═════ Text under study ═════
This one isn't translated officially OR unofficially, and unless I do it myself it probably won't be. It's drawn by Itou, the artist behind the doujin circle Golem, Inc, which produced the cult hit original yuri doujinshi series 最悪にも程がある ["It Can't Get Any Worse Than This"], of which I'm a fan. I describe it as "What if Misery was yuri and instead of breaking the writer's legs, she became her mommy GF." Despite me being a fan of Itou for some time now, I had not known this manga existed until 2022. And what a manga it is...
Sabaaki takes place during an alternate history and sci-fi setting where the planned Soviet invasion of Hokkaido actually took place, and northern Japan is now part of the USSR. And also, there is a genetically engineered race of dog-people super soldiers. There's kind of a Dorohedoro-esque gritty biopunk vibe to the world.
The plot revolves around a human woman, and her much younger dog girl partner/lover on a quest to get revenge on the people responsible for the death of the dog girl's mother, who was ALSO the human woman's former lover. There's a lot of gonzo violence, a lot of dog girl sex, and a lot of Russian terminology and confusing history explanations. Is it good? I don't know, but there definitely isn't anything else like it.
The manga opens with the main dog girl and the human woman having sex in front of a guy they're torturing for information, and then electrocuting him to death. So that kind of gives you the tone of this work. It has a VERY irregular release schedule, with only 10 chapters released since 2019. When I read all that had been released last year I honestly thought it had been dropped for good, but I just saw two more chapters were released in July 2023 so maybe it's back? If you're curious, it can all be read online here.
If it wasn't for one episode this would've been in the main list...
This is a show that worked for me, but I don’t think will work for most people. While it focuses on the relationship between two women, hard-working ronin Mayuko and her freeloading alien roommate Niea, the lack of emotional catharsis or change in their relationship throughout the series keeps me from putting it in the yuri category. It’s a weird show. It seems to genuinely have things it wants to say about how poorly immigrants in Japan are treated, but at the same time one of the minor characters is a walking racist stereotype. Most of the comedy doesn’t really land. For me it captured the feeling of being in a transitional period in your life in a way that really hit home. If, like me, you’re fond of the genre “slice of life with sci-fi elements”, Niea_7 is definitely that.
Yes, I did watch Yellowjackets. I thought it was pretty good! Shauna and Taissa were my favs, but I didn't care that much about the Jackie/Shauna relationship which probably lessened the show’s overall yuri impact on me. The Shauna and Taissa MILF sleepover and young Shauna having to hold on to young Taissa at night so she doesn't sleepwalk made me insane but I seem to be in the minority there. C'est la vie.
═════ Supplied entries ═════
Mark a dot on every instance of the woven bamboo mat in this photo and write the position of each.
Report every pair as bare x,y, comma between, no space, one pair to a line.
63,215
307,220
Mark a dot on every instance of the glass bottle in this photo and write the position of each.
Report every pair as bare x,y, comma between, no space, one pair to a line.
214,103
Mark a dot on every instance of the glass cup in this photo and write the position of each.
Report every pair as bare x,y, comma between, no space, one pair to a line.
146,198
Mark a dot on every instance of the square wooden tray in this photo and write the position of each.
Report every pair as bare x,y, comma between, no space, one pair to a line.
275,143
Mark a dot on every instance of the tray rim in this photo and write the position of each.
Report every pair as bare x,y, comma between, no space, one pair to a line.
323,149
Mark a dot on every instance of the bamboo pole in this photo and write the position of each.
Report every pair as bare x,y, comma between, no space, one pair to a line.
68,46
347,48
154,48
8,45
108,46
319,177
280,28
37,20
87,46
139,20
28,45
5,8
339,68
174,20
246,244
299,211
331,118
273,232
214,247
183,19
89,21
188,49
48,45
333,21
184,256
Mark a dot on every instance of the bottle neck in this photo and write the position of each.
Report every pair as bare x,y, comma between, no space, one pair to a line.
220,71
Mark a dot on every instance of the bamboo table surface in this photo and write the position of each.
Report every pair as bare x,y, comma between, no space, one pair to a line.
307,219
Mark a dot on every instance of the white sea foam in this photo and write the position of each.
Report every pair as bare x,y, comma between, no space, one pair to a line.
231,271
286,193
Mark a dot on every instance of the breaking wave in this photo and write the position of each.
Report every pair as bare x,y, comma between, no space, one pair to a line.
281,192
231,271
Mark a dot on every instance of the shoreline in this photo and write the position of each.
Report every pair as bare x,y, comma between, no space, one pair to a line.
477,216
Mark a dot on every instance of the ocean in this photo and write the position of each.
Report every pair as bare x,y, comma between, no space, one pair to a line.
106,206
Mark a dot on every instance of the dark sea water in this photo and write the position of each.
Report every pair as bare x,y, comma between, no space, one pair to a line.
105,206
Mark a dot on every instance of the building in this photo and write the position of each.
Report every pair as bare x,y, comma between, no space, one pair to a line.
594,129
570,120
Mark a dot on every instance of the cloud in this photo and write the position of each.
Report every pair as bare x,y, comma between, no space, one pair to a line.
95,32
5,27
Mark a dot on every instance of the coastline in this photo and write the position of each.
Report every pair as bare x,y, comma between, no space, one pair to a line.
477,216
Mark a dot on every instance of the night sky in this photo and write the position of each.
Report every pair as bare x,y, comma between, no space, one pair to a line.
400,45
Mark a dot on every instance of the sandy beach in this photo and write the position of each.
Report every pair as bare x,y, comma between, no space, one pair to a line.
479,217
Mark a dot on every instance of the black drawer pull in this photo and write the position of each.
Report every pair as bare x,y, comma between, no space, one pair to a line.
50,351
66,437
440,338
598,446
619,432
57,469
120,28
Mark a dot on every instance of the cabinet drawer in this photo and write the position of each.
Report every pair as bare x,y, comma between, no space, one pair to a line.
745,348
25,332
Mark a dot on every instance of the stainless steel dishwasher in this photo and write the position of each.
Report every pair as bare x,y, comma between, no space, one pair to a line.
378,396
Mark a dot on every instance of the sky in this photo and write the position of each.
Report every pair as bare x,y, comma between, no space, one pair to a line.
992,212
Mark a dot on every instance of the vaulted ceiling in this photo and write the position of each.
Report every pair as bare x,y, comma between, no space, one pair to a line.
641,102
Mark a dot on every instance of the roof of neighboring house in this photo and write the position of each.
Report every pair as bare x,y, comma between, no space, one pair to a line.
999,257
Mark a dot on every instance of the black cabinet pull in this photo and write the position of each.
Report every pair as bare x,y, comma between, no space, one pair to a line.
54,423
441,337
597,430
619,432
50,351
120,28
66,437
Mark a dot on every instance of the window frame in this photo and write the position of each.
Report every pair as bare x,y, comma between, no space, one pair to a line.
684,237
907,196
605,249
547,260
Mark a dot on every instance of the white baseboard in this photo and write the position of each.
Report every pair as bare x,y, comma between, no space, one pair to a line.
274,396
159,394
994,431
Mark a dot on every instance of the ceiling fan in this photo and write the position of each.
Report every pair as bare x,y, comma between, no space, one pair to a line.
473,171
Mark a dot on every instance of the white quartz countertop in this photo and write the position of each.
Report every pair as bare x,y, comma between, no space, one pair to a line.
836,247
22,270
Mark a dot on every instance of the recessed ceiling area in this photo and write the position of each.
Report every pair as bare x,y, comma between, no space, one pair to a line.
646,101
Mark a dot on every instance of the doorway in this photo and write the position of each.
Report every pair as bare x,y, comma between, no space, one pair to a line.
═════
_Activity_:
In the text on yuri manga and shows, what are the names of the two women whose relationship Niea_7 focuses on? The listing comes from a different source.

_Written answer_:
Mayuko and Niea.